(Fragmento de un conjunto de datos)
▽

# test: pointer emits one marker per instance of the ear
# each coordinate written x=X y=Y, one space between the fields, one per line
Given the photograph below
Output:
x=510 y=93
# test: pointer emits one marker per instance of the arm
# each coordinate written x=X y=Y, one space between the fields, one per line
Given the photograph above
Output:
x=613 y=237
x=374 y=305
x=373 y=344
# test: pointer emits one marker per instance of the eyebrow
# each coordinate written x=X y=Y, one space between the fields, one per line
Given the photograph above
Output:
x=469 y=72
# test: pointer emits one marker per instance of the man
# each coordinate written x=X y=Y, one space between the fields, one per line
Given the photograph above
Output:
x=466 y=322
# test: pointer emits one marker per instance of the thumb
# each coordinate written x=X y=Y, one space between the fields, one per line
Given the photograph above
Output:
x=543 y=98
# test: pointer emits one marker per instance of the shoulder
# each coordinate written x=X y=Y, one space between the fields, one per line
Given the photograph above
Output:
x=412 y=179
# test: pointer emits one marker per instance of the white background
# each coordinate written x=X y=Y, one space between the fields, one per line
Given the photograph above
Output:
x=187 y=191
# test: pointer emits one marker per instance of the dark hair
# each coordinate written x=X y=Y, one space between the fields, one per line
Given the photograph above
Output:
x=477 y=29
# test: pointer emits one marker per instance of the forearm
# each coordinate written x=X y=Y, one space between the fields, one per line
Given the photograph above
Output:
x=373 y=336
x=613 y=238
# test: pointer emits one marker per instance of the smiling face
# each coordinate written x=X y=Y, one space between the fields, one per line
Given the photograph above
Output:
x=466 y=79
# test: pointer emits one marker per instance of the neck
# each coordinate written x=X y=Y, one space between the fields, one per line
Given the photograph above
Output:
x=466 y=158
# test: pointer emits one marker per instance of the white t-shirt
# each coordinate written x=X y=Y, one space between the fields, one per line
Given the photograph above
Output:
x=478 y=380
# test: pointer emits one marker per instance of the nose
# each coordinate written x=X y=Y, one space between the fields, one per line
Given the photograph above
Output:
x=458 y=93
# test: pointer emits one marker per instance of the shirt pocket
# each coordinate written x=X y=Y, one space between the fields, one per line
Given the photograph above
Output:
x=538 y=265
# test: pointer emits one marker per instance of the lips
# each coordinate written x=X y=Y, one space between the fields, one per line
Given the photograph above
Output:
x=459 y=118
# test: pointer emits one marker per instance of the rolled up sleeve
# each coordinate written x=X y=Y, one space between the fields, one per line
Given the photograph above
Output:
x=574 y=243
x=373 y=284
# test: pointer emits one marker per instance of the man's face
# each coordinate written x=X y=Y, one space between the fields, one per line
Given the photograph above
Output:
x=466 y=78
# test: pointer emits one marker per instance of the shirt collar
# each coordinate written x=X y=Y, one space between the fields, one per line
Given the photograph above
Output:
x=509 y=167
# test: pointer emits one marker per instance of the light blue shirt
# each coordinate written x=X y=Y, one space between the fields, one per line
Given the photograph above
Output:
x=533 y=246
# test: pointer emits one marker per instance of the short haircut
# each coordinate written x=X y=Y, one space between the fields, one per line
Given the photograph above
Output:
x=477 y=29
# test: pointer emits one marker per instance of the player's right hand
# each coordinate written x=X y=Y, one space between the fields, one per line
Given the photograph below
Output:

△

Por favor, transcribe sin cambios las líneas del material desde la que contiene "# test: pointer emits one marker per instance of the nose" hasta la que contiene "x=459 y=118", ambas incluidas.

RESPUESTA DEL EJERCICIO ->
# test: pointer emits one marker per instance of the nose
# each coordinate written x=X y=Y, one space between the fields, one per line
Given the photograph above
Output:
x=458 y=93
# test: pointer emits one marker per instance of the shirt pocket
# each coordinate written x=X y=Y, one space between the fields, one per line
Given the photograph above
Output:
x=538 y=265
# test: pointer emits one marker per instance of the lips
# each coordinate written x=X y=Y, one space between the fields, one per line
Given the photograph above
Output:
x=459 y=118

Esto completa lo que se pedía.